SET EXERCISE -
Update each of the entries below by changing "yellow overhead beam" to "steel girder" wherever it occurs. Leave every other part untouched.

╔══

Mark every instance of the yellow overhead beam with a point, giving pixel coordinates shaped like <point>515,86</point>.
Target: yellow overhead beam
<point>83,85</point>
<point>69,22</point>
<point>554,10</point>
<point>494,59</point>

╚══

EXERCISE OUTPUT -
Mark every instance of the steel girder with a point, giving pixel coordinates shaped like <point>515,86</point>.
Target: steel girder
<point>83,85</point>
<point>69,22</point>
<point>554,10</point>
<point>494,59</point>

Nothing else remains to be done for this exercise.